- WORK REQUIRED -
Nothing may be dropped or altered: reproduce all the data.

- DATA PROVIDED -
^^^^^^^^^^^^^^^^
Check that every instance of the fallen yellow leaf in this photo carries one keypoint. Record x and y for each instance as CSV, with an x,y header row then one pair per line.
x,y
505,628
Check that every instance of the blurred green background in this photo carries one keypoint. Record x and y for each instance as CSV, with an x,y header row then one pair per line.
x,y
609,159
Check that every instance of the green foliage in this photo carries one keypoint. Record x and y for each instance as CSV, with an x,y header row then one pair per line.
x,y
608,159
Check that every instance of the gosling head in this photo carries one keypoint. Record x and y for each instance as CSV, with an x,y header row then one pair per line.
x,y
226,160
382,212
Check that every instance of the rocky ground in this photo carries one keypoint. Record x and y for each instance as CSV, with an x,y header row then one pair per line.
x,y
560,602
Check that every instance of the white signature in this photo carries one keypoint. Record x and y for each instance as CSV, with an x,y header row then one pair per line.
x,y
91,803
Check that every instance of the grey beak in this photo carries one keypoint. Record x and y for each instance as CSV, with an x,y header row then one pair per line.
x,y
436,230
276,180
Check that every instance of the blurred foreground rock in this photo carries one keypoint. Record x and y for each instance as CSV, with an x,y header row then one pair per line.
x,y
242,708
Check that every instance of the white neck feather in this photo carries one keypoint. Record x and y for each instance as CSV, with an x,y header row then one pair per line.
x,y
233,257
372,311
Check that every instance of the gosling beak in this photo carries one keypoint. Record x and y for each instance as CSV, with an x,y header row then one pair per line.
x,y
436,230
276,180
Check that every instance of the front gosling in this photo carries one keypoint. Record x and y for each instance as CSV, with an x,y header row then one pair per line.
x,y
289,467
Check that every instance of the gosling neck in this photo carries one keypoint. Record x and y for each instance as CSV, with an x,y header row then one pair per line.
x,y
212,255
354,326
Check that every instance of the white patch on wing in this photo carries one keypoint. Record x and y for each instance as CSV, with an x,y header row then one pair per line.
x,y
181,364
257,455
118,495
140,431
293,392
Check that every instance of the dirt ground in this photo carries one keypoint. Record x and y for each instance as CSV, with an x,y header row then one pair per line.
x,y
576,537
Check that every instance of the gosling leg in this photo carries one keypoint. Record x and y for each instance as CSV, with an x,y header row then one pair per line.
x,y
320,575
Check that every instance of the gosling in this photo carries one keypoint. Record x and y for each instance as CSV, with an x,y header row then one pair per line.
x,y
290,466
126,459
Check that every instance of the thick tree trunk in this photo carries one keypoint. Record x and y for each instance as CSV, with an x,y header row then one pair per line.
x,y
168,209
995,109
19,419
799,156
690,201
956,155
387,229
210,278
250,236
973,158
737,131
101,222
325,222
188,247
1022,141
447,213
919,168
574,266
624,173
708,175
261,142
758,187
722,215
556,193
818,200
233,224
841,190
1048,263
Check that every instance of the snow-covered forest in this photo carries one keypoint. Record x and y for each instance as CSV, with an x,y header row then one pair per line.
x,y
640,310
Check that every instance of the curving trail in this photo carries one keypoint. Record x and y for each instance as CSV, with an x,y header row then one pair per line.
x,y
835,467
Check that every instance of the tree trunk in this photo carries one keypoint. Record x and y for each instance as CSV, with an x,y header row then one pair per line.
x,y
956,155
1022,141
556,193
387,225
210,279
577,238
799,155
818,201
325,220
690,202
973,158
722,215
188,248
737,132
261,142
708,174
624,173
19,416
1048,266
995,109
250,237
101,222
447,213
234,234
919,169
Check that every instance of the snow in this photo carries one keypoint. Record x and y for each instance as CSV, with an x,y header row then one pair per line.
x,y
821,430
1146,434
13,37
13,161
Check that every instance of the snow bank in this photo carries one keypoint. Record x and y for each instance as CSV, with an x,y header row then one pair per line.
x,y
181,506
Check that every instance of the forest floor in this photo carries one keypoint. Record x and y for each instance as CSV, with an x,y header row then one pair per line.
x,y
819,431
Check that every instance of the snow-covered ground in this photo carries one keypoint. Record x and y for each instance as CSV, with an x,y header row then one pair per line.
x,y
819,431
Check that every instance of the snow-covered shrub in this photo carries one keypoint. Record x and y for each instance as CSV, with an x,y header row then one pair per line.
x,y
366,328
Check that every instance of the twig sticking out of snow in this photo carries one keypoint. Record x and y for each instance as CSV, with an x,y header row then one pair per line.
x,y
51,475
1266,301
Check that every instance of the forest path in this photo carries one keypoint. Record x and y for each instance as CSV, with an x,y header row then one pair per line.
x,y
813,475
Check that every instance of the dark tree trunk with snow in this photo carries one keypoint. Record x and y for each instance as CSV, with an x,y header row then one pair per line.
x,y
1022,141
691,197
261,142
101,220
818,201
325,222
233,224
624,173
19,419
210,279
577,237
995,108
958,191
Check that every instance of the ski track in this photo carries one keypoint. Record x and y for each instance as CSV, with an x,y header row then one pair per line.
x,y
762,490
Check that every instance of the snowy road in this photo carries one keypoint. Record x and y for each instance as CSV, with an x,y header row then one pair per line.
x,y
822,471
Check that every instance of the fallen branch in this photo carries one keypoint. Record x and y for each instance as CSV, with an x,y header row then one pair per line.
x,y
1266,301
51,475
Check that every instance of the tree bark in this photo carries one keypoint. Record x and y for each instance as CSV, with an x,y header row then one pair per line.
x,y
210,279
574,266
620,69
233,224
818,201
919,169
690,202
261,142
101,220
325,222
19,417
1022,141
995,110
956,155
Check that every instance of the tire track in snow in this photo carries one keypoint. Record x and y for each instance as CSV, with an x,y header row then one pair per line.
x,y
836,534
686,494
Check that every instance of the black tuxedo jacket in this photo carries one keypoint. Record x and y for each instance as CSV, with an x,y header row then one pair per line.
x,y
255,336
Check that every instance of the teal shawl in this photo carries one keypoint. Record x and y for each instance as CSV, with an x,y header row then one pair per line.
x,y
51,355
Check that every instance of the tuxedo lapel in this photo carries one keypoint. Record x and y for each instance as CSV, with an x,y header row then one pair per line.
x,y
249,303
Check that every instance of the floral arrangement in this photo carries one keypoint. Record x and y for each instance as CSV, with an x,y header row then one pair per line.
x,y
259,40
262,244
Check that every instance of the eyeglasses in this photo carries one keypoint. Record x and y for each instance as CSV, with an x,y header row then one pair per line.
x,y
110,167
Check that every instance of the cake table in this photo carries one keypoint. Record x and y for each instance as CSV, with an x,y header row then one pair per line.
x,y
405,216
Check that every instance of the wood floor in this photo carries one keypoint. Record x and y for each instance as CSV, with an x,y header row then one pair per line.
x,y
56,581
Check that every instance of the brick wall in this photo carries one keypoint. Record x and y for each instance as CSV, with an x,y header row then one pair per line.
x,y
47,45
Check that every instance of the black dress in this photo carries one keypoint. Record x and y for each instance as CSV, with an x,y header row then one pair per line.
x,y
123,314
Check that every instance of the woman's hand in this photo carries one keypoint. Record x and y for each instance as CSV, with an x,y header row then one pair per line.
^^^^^^^^^^^^^^^^
- WRITTEN ANSWER -
Check that every instance of the fallen yellow leaf in this photo carries one keypoint. Record x and y for each instance as CSV, with an x,y header row then one pair per line.
x,y
505,628
Check that every instance of the blurred green background in this photo carries one keypoint. Record x and y for each instance as CSV, with an x,y header row then one pair per line.
x,y
609,159
Check that every instance of the green foliage in this photo carries one keypoint. Record x and y for each instance as CSV, with an x,y header row then one pair per line.
x,y
608,159
Check that every instance of the gosling head in this photo carries one keypoint. Record x and y for each instance as CSV, with an x,y header row then one pair per line.
x,y
226,160
382,212
Check that every instance of the rocky ground in this photo carries one keypoint. Record x and y for each instance as CSV, with an x,y header row then one pair per line.
x,y
560,602
Check that every instance of the white signature in this photo carries one keypoint. Record x and y for each instance as CSV, with an x,y header row then one pair per line.
x,y
91,803
Check that every instance of the grey beak in this photo carries one keypoint. Record x and y for each instance as CSV, with an x,y header row then one pair per line.
x,y
436,230
276,180
Check that every instance of the blurred foreground rock in this photo carries one keypoint. Record x and y for each instance as CSV, with an x,y header row then one pair per line.
x,y
242,708
Check that every instance of the white neck feather in this photo carries one keypoint. Record x and y for each instance as CSV, with an x,y header row then one pair per line.
x,y
233,257
372,311
Check that every instance of the gosling beak in this photo carries one keypoint. Record x and y for each instance as CSV, with an x,y header row then one pair per line.
x,y
436,230
276,180
Check that every instance of the front gosling in this photo carries one keypoint. Record x and y for each instance as CSV, with an x,y header row then one pair per line.
x,y
289,467
Check that every instance of the gosling neck in this photo carries one keypoint. Record x and y for each instance as CSV, with an x,y header row then one pair per line.
x,y
212,255
354,326
Check that every instance of the white patch on wing in this photo carries one keypoint. Record x and y for each instance as CSV, with an x,y header row then one pair per line.
x,y
181,364
257,455
118,495
140,431
293,392
Check that every instance of the dirt ground in this photo carries one keypoint. Record x and y for each instance as CSV, with an x,y header row then one pair per line.
x,y
576,537
Check that every instance of the gosling leg in this photo carries one keypoint. Record x and y for each instance as CSV, with an x,y header row then one pair per line.
x,y
320,575
Check that every instance of the gosling in this photo carries one keypoint. Record x and y for each instance as CSV, with an x,y header row then one pair per line.
x,y
290,466
126,459
Check that every instance of the thick tree trunk in this photo carries one keypoint. Record x and y for each instance as CSV, with an x,y header row then one pair per line.
x,y
168,209
995,109
19,419
799,156
690,201
956,155
387,229
210,278
250,236
973,158
737,131
101,222
325,222
188,247
1022,141
447,213
919,168
574,266
624,173
708,175
261,142
758,187
722,215
556,193
818,200
233,224
841,190
1048,263
Check that every instance of the snow-covered forest in this photo carries one keypoint. Record x and y for each instance as CSV, with an x,y header row then one pair per line.
x,y
640,310
Check that every instance of the curving trail in this photo carries one keypoint. Record x and y for each instance as CSV, with an x,y header row then one pair per line.
x,y
835,467
Check that every instance of the tree trunk in this photo carries one keypoint. Record x and y for each instance as CSV, with an x,y header row then one pair per line.
x,y
956,155
1022,141
556,193
387,225
210,279
577,238
799,155
818,201
325,220
690,202
973,158
722,215
188,248
737,132
261,142
708,174
624,173
19,416
1048,266
995,109
250,237
101,222
447,213
234,234
919,169
Check that every instance of the snow in this photo carries one keypoint. Record x and y for each instance as CSV, with an x,y header row then one pair per line.
x,y
821,430
1146,434
13,37
13,161
Check that every instance of the snow bank in this photo carries one keypoint. Record x and y for each instance as CSV, with an x,y header row then one pair per line.
x,y
181,506
Check that every instance of the forest floor in this photo carries one keypoint. Record x and y for each instance as CSV, with an x,y header row then one pair per line.
x,y
819,431
Check that every instance of the snow-covered ground in this photo carries one keypoint. Record x and y for each instance as CSV, with an x,y header row then one pair per line.
x,y
819,431
Check that every instance of the snow-covered shrub in this photo carries one keypoint. Record x and y for each instance as CSV, with an x,y header row then one pair per line.
x,y
366,328
Check that every instance of the twig sticking out of snow in this photo carries one keypoint. Record x and y for each instance as CSV, with an x,y header row then one pair per line.
x,y
51,475
1266,301
Check that every instance of the forest path in this photo carries one keypoint. Record x and y for each instance as CSV, with an x,y header row then one pair per line.
x,y
813,475
Check that every instance of the dark tree trunk with snow in this photo carries one keypoint. Record x and y for each instance as CSV, with an x,y header row then one pair per line.
x,y
1022,141
691,197
261,142
101,220
818,201
325,222
233,224
624,173
19,419
210,279
577,237
995,108
958,191
Check that every instance of the ski track in this photo carries one keypoint. Record x and y for each instance as CSV, with an x,y header row then one pair per line.
x,y
762,490
Check that every instance of the snowy road in this photo carries one keypoint. Record x and y for each instance as CSV, with an x,y header row then one pair per line.
x,y
822,471
Check that every instance of the fallen branch in this photo carries one keypoint. Record x and y for each instance as CSV, with an x,y header row then one pair per line.
x,y
1266,301
51,475
Check that every instance of the tree bark in this photo carries one keypoint. Record x and y for each instance as CSV, with an x,y header row then one pair per line.
x,y
210,279
574,266
620,69
233,224
818,201
919,169
690,202
261,142
101,220
325,222
19,417
1022,141
995,110
956,155
Check that every instance of the tire track in snow in this photo carries one keypoint. Record x and y for each instance as CSV, with an x,y header row then one pair per line.
x,y
836,534
686,494
Check that every instance of the black tuxedo jacket in this photo carries one keypoint. Record x and y for each instance as CSV, with an x,y header row then one pair per line.
x,y
255,336
Check that every instance of the teal shawl in this photo carries one keypoint. Record x and y for each instance as CSV, with an x,y header row then one pair per line.
x,y
51,355
Check that every instance of the tuxedo lapel in this photo carries one keypoint. Record x and y for each instance as CSV, with an x,y header row then one pair per line.
x,y
249,303
Check that every instance of the floral arrangement in this photo carries one keypoint. Record x and y for each instance as CSV, with an x,y header row then one pair per line.
x,y
259,40
262,244
Check that every instance of the eyeglasses in this photo carries one keypoint. Record x and y for each instance as CSV, with an x,y header row then one pair per line.
x,y
110,167
Check that every instance of the cake table in this photo carries one keypoint. Record x and y for each instance as CSV, with an x,y header row then one pair per line.
x,y
405,216
Check that every instance of the wood floor in this photo carries one keypoint. Record x and y for each instance as CSV, with an x,y header row then one pair per line.
x,y
56,581
Check that every instance of the brick wall in this photo carries one keypoint. Record x and y for each instance as CSV, with an x,y header row then one pair per line.
x,y
47,45
Check that every instance of the black dress in this photo carries one keypoint. Record x and y for each instance as CSV, with an x,y header row then one pair per line.
x,y
123,314
Check that every instance of the woman's hand in this photo carries one keypoint. Record x and y for each instance as CSV, with an x,y header row then one pair per line.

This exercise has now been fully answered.